## Your tasks
1) Rewrite the Alzheimer's Q&A from "Isn’t it better" to "doesn’t match yours.", inclusive, swapping "disease" for "illness".
2) Pick up the Alzheimer's Q&A where it stops and keep writing.

(Document excerpt begins)

Q & A: Should You Correct Someone with Alzheimer’s?

should you correct someone with alzheimer’s

– Question –

My mom has Alzheimer’s. I know her mind isn’t what it used to be, but she says things that are obviously wrong or not true. I’ve heard that I should go along with her and I’ve also heard that I should explain why she’s wrong – I’m not sure which way is best.

She just told me that my uncle came to see her the day before, but I know that didn’t happen because he lives in another state. Another time she told me she never goes to a certain restaurant (her favorite place), but we had just eaten there a week ago!

Isn’t it better to correct her and tell her what’s right? I’m afraid her Alzheimer’s will get worse if I just go along with whatever she says. Sometimes I think she’s lying on purpose and I don’t want her to get away with that either.

What should I do?


– Answer –

Your mom isn’t purposely lying to you. When someone has Alzheimer’s or dementia, the disease causes their brain to malfunction. It might not happen all the time, but when it does, it’s definitely the disease talking.


In her world, she’s telling the truth
Older adults with Alzheimer’s or dementia truly do believe what they’re saying because it’s what their brains are telling them. In your mom’s case, what she tells you is her reality. It just doesn’t match yours.


Focus on kindness
The best solution is to focus on being kind rather than being right. Whenever possible, go along with your mom’s new reality. If that means agreeing when she tells a crazy, made-up story or says something sounding like a lie, then so be it.

(Document excerpt ends)
(Provided information begins)

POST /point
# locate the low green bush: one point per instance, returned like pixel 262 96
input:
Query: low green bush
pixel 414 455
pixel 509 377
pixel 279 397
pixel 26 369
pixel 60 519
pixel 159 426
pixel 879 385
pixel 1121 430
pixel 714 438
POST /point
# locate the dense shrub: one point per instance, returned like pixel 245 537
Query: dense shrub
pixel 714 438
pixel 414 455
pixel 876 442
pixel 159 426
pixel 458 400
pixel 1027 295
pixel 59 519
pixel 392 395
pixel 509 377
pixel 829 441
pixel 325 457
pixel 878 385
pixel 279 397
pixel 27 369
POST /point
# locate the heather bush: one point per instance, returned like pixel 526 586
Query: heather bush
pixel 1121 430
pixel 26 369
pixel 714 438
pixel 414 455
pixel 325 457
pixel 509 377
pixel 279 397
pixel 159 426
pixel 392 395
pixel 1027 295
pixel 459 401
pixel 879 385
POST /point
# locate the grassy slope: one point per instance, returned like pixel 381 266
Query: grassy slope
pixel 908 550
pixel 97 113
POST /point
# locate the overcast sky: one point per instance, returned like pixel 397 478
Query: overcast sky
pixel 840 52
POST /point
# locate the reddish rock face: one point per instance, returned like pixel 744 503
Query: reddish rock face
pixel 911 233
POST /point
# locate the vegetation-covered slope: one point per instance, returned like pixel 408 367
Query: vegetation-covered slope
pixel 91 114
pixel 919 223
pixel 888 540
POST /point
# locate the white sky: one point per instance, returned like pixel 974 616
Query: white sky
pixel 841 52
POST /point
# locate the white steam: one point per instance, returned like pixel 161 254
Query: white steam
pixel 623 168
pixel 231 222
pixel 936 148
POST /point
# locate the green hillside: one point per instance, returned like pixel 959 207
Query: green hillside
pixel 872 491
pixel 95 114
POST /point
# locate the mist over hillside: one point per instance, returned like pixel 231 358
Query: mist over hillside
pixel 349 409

(Provided information ends)

## Answers to the problems
1)
Isn’t it better to correct her and tell her what’s right? I’m afraid her Alzheimer’s will get worse if I just go along with whatever she says. Sometimes I think she’s lying on purpose and I don’t want her to get away with that either.

What should I do?


– Answer –

Your mom isn’t purposely lying to you. When someone has Alzheimer’s or dementia, the illness causes their brain to malfunction. It might not happen all the time, but when it does, it’s definitely the illness talking.


In her world, she’s telling the truth
Older adults with Alzheimer’s or dementia truly do believe what they’re saying because it’s what their brains are telling them. In your mom’s case, what she tells you is her reality. It just doesn’t match yours.

2)
Agreeing with her won’t do any harm and will definitely make her feel more calm and happy. Using logic and reason to explain why she’s wrong is likely to cause anger, confusion, agitation, defensiveness, or acting out with difficult behavior.


Agreeing won’t make the Alzheimer’s worse
Going along with your mom’s new reality won’t make her Alzheimer’s worse or progress faster. No amount of explanation, logic, or reasoning can stop or delay the disease.

Each person’s disease will advance at a different rate. But because Alzheimer’s and dementia are progressive diseases without cures, everyone eventually gets worse.


Bottom line
Making the most of the time you have together is the most helpful approach. Focus on positive emotions rather than exact words and don’t worry about whether the facts are correct or not. If you look at the big picture, those things aren’t that important.


Recommended for you:
The ONE Alzheimer’s Care Tip That Will Change Your Life
Communication Tips Help You Connect with Seniors with Alzheimer’s
3 Ways to Respond When Someone with Alzheimer’s Says I Want to Go Home


By DailyCaring Editorial Team
Image: Bayshore Memory Care


  • Reply April 23, 2018

    Nada Todd

    How do I handle my sister when she says “Tell me the truth, is our mother dead?” If I say yes she gets upset that she didn’t know that. She does the same about her husband, who has also passed. Do I lie?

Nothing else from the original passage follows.